-- Start --
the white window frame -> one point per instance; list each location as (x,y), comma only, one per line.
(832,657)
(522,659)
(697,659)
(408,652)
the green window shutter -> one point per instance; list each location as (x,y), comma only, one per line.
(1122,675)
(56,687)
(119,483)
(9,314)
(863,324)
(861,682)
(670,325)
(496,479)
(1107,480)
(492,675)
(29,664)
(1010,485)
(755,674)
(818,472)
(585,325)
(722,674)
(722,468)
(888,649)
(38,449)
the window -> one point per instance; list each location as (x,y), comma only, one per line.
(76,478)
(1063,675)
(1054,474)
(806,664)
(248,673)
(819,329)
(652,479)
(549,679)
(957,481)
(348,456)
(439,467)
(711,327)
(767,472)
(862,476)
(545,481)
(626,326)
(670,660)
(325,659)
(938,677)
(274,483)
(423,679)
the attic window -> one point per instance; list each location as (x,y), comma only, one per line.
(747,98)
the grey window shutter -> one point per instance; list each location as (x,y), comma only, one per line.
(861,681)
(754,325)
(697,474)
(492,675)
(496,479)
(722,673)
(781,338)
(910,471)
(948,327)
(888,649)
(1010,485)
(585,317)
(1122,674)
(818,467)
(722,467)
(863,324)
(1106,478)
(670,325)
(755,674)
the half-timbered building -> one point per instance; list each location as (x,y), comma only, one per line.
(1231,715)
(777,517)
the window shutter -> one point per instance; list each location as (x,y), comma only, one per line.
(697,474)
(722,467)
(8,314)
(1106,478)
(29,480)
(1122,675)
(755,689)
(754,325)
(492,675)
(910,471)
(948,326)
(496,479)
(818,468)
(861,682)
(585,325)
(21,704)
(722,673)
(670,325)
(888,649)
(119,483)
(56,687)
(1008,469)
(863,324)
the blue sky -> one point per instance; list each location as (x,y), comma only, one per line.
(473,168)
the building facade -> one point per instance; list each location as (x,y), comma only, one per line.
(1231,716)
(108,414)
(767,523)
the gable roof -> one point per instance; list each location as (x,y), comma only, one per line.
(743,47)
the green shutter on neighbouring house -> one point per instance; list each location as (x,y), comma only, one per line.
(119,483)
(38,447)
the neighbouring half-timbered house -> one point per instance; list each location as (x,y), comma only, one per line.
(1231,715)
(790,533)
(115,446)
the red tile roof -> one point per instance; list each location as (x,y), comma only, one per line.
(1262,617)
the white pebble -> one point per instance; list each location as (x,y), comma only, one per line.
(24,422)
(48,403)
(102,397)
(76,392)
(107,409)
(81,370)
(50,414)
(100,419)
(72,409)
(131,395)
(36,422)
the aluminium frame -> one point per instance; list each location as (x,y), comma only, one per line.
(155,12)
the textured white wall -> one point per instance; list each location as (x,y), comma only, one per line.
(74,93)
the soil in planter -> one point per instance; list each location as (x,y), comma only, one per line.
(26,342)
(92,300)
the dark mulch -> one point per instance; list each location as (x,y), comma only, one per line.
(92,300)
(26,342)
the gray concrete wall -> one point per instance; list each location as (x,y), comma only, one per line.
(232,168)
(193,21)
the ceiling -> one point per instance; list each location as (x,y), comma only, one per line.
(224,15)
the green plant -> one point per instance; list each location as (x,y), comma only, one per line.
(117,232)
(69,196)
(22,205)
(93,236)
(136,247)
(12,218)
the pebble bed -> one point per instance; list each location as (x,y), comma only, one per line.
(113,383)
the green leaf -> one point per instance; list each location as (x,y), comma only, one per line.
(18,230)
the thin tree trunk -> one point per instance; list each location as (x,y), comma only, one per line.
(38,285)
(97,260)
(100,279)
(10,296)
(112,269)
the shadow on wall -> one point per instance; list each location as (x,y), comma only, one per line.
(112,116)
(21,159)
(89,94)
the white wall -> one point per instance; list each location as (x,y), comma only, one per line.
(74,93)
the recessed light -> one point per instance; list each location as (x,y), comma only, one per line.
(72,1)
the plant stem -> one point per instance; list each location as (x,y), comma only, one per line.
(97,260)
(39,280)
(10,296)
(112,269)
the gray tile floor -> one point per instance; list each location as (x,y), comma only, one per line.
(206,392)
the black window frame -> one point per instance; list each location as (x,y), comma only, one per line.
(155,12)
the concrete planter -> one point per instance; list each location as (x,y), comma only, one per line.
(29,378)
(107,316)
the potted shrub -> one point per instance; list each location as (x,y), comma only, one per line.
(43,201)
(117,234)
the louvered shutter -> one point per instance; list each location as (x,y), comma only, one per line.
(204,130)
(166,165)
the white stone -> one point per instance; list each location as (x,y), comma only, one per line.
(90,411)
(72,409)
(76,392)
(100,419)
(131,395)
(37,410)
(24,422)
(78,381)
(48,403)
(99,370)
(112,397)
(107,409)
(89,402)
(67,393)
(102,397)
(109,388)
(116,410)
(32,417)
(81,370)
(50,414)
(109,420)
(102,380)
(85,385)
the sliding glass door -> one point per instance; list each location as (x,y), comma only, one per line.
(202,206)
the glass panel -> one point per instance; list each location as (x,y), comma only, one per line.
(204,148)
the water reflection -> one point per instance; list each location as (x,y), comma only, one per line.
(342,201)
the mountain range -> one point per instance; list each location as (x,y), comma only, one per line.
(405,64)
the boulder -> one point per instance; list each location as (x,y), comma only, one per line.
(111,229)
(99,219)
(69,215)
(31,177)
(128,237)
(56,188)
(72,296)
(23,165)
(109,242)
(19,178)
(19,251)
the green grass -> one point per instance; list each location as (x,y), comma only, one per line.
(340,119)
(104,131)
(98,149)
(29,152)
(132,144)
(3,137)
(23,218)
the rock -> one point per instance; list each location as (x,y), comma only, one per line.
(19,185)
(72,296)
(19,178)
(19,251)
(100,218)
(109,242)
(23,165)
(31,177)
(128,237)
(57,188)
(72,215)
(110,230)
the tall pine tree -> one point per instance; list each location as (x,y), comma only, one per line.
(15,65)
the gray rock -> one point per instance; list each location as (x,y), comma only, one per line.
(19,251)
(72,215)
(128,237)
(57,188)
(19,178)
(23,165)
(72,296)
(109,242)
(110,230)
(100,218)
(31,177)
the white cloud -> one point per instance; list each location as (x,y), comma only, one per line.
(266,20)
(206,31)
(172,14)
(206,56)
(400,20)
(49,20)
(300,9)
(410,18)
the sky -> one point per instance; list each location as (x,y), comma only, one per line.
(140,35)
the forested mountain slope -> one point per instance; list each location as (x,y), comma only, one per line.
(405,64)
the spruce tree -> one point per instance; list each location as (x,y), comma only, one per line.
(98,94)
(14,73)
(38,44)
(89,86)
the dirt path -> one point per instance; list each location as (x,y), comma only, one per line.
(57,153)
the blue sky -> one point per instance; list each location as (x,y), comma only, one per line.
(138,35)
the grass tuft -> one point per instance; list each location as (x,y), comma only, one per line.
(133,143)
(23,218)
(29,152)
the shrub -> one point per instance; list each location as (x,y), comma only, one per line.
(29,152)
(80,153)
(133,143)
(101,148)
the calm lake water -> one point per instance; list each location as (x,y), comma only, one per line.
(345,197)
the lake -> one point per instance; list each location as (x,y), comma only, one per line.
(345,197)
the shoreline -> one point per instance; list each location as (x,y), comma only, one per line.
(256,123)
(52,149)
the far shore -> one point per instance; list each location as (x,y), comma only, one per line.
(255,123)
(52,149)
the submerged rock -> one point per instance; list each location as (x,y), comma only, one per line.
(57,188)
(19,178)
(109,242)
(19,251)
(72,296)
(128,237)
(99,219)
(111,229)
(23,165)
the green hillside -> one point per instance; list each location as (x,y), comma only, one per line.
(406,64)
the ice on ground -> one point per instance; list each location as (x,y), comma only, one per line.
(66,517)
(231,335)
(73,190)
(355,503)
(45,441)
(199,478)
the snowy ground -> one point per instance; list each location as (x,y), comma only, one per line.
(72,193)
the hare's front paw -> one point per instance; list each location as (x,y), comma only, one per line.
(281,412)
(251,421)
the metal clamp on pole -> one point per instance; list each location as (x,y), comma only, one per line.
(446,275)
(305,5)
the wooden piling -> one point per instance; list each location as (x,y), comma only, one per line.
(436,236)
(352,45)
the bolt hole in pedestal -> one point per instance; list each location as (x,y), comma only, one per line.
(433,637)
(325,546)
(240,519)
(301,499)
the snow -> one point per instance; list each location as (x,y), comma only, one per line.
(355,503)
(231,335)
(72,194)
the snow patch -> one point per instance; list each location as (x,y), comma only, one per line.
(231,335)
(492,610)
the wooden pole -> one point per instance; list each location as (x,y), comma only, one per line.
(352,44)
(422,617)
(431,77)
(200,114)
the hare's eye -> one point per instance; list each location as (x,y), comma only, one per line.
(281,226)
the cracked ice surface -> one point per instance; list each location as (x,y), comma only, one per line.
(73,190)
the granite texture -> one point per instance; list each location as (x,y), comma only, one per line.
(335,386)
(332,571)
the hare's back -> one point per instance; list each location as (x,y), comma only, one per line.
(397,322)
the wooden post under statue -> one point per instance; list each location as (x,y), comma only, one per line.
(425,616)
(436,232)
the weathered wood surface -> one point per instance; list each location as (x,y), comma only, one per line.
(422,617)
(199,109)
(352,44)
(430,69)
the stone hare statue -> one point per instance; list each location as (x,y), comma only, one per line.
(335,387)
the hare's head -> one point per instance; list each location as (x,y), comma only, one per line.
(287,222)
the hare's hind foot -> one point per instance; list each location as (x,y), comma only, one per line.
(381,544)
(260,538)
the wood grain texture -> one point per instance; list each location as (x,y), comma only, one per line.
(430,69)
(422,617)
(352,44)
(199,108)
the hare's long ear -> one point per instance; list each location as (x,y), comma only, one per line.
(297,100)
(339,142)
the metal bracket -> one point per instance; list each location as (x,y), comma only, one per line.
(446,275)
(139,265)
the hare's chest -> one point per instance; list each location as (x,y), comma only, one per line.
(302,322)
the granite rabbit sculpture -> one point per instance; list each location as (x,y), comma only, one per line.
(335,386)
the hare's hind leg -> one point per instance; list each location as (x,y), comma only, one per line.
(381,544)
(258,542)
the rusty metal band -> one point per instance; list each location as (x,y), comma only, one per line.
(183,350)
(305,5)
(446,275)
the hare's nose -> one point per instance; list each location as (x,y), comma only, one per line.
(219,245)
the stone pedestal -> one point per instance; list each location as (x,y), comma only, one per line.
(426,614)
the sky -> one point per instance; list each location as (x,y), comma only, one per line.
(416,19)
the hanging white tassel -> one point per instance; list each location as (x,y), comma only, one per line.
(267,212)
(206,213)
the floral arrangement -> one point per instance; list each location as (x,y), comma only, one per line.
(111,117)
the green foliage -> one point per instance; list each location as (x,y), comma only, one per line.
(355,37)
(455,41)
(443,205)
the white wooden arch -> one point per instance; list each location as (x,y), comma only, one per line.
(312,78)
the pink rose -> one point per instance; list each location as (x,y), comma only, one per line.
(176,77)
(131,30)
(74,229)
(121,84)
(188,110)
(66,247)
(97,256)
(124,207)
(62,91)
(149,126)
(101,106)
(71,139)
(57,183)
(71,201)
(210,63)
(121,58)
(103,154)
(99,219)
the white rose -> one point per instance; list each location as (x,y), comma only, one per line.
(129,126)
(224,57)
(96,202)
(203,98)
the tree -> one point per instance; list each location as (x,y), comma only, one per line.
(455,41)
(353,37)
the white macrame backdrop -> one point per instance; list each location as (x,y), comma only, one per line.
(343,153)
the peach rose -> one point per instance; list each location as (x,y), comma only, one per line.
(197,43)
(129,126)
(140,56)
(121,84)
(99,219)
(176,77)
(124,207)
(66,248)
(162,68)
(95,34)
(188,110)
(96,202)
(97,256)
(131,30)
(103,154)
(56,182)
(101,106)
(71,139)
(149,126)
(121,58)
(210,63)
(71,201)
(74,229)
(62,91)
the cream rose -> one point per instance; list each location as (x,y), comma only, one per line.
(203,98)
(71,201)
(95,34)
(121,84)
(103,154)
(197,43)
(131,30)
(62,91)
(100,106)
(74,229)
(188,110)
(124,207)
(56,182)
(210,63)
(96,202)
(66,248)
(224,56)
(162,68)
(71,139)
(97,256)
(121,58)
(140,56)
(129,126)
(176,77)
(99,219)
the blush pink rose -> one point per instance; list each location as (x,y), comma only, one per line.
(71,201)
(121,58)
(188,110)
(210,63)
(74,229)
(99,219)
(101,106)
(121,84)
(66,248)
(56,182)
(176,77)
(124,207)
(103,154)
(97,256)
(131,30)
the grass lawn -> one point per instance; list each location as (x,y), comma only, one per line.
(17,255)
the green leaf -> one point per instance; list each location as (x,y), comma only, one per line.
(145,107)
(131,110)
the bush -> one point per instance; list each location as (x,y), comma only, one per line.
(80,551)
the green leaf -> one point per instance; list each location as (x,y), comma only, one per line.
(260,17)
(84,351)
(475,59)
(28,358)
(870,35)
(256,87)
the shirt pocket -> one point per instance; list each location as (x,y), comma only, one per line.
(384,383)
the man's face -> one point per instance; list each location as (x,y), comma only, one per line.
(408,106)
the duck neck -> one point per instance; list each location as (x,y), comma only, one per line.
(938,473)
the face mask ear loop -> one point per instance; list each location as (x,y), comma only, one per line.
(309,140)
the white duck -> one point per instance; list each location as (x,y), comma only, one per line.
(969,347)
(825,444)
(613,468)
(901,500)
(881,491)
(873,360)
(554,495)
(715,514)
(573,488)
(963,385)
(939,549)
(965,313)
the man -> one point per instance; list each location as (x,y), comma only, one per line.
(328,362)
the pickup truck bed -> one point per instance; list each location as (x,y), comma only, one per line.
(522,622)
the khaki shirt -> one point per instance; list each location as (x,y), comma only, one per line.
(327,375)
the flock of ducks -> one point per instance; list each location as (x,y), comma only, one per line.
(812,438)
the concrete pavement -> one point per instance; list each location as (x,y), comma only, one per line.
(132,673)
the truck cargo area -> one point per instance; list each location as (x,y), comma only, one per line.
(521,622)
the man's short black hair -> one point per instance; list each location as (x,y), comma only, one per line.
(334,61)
-- End --
* **INSTRUCTION**: Give exactly the lines from the one with "the man -> one" to the end of the entries, nothing before them.

* **RESPONSE**:
the man -> one point per instance; list each location as (x,y), comma only, one per line.
(328,362)
the pickup truck bed -> one point per instance; list each location as (x,y), comma only, one per line.
(522,622)
the khaki shirt -> one point per instance; list each location as (x,y), comma only, one per line.
(327,375)
the flock of ducks -> one point per instance; list each location as (x,y), comma only, one per line.
(812,438)
the concrete pavement -> one point per instance; list each location as (x,y), comma only, one per line.
(132,673)
the truck cargo area -> one point per instance; list each location as (x,y), comma only, one per line.
(521,622)
the man's short black hair -> one point per instance; list each location as (x,y), comma only, one per line.
(334,61)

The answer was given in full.